Required task:
Copy every line of the records below word for word, and leave the pictures out of your answer.

Source records:
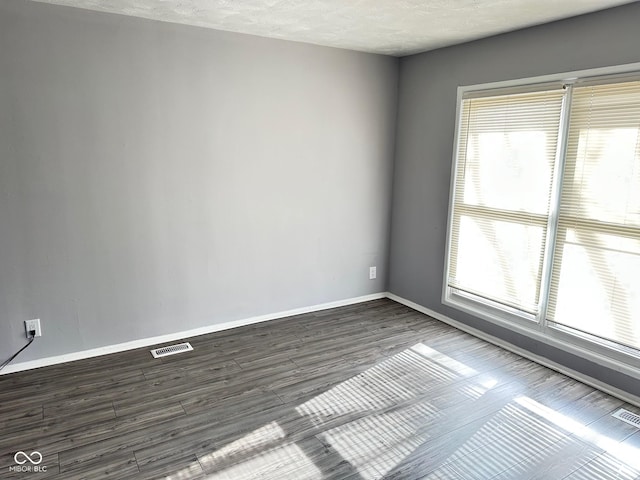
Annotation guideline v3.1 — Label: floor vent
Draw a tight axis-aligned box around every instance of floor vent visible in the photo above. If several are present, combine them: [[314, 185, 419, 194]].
[[612, 408, 640, 428], [151, 342, 193, 358]]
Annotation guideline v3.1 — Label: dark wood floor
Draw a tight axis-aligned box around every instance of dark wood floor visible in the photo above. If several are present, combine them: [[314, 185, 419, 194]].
[[0, 300, 640, 480]]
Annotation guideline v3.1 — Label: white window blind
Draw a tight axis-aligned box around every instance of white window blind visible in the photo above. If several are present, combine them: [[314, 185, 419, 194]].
[[447, 89, 565, 316], [547, 81, 640, 349]]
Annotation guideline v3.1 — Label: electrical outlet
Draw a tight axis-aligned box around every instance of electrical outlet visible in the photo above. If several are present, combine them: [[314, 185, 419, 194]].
[[369, 267, 378, 280], [24, 318, 42, 338]]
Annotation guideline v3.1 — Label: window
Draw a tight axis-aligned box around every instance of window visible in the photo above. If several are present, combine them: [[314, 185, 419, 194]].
[[444, 70, 640, 364]]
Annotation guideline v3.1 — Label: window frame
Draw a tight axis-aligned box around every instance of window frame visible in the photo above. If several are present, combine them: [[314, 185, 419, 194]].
[[441, 63, 640, 379]]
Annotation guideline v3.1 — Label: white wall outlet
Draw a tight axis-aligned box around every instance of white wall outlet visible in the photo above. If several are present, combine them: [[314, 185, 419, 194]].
[[24, 318, 42, 338], [369, 267, 378, 280]]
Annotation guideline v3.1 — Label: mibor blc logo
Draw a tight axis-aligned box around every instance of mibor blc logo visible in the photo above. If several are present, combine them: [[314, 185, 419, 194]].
[[9, 451, 47, 472]]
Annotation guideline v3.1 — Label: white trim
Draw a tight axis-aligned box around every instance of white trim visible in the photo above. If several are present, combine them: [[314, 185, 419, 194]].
[[387, 293, 640, 407], [0, 292, 640, 407], [441, 63, 640, 372], [458, 62, 640, 94], [0, 292, 387, 376]]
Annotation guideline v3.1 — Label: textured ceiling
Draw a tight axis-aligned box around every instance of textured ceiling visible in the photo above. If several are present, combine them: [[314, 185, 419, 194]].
[[28, 0, 634, 56]]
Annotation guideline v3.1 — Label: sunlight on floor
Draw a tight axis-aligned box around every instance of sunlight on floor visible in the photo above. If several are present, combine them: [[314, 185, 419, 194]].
[[178, 343, 640, 480]]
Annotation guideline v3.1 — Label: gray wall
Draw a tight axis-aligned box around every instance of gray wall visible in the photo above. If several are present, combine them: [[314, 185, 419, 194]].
[[389, 3, 640, 395], [0, 0, 398, 361]]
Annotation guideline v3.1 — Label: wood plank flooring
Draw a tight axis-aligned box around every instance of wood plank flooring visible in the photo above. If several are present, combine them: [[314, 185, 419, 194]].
[[0, 299, 640, 480]]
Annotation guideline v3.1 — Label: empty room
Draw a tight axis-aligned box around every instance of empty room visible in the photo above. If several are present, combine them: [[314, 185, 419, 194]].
[[0, 0, 640, 480]]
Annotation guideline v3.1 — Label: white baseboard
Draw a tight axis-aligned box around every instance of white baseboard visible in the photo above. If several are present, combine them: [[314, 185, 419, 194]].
[[386, 292, 640, 407], [0, 292, 387, 375], [5, 292, 640, 407]]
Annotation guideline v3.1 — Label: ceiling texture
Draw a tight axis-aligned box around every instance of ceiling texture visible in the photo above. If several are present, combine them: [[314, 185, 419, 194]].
[[25, 0, 635, 56]]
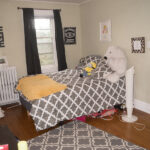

Final result:
Annotation guideline v3.1 — Label: floor vent
Draw a tight axis-aligned box around every instance of floor vent visible in the photo above. If several are present, combine them: [[314, 185, 419, 194]].
[[612, 408, 640, 428], [151, 342, 193, 358]]
Annotation guideline v3.1 — Label: dark wood floor
Draw a tight axis-aligned box around every instance of dark wood floor visible in the photo above. If several are present, combine them: [[314, 185, 419, 194]].
[[0, 300, 640, 480]]
Annotation guideline v3.1 — Label: white window blind
Draw a tight axis-aligned box around every instance of white window blind visible in the photo above. If several are present, combine them: [[314, 185, 419, 194]].
[[447, 89, 565, 316], [547, 81, 640, 349]]
Annotation guideline v3.1 — Label: electrical outlet
Draw a tight axis-aligned box around every instance of electrical outlet visible in the photo above. If several are present, combine them: [[314, 185, 419, 194]].
[[369, 267, 378, 280], [24, 318, 42, 338]]
Annotation guideline v3.1 — Label: window
Draw a tight axis-aligned box around every instance of window visible in the photo above. If several are present, combine them: [[314, 185, 419, 194]].
[[444, 70, 640, 364]]
Annotation guideline v3.1 — Label: window frame
Draw a tight axis-aligned box around every instance of window frame visible in the photo above. If several are present, combine them: [[314, 185, 419, 194]].
[[441, 63, 640, 379]]
Annotation guideline v3.1 — Label: white wall outlet
Draw a tight axis-aligned box around every instance of white wall outlet visible in the photo above. If several are present, combine them: [[314, 185, 419, 194]].
[[24, 318, 42, 338], [369, 267, 378, 280]]
Annotation guideline v3.1 — Label: mibor blc logo
Draw a tight axis-aligned box around every instance of mibor blc logo visible in the photo above. If several are present, combine them: [[314, 185, 419, 194]].
[[9, 451, 47, 472]]
Annotation guideline v3.1 — Label: white trim
Draw a tight axis-aligned box around every instance of white trim visible in the photo above. If several are present, combine them: [[314, 185, 419, 194]].
[[387, 293, 640, 407], [0, 292, 640, 407], [441, 63, 640, 372], [458, 62, 640, 94], [0, 292, 387, 376]]
Annotation guideline v3.1 — Label: textured ceiling
Draw a tight axis-aligned box around every instance of textured ceiling visible in the photo above. If several are present, combine them: [[314, 185, 419, 194]].
[[28, 0, 634, 56]]
Annotation guideline v3.1 — Label: sunlight on floor
Draw a tight axis-aligned box around every instance of sunlight on floor visible in the photo above. If several are present, combine them: [[314, 185, 419, 194]].
[[178, 343, 640, 480]]
Annotation guideline v3.1 — Label: gray wall
Draw a tight axis-aligned box around every instance of gray wall visible in the photo above. If several are present, combine them: [[314, 185, 419, 194]].
[[389, 3, 640, 395], [0, 0, 398, 361]]
Annotation guideline v3.1 — Label: wood plank flooring
Draw a tight axis-aligned box around every instance of wood plank flooring visible in the photo above. If several are present, combine them: [[314, 185, 419, 194]].
[[0, 299, 640, 480]]
Annotation guideline v3.1 — Label: empty room
Draw a tight axis-aligned box around every instance of empty room visible in the photo above. If several are present, combine them: [[314, 185, 419, 194]].
[[0, 0, 640, 480]]
Annotation guideline v3.1 — Label: white baseboard
Draw a tight axis-aligned box around every instance of white baseboard visible in the photo above. If several are present, combine them: [[314, 185, 419, 194]].
[[386, 292, 640, 407], [0, 292, 387, 375], [5, 292, 640, 407]]
Annotation guideline v3.1 — Label: ceiling texture
Draw a tight axis-aligned box around every instance of ceiling texture visible in the photo above. If several are present, combine them: [[314, 185, 419, 194]].
[[25, 0, 635, 56]]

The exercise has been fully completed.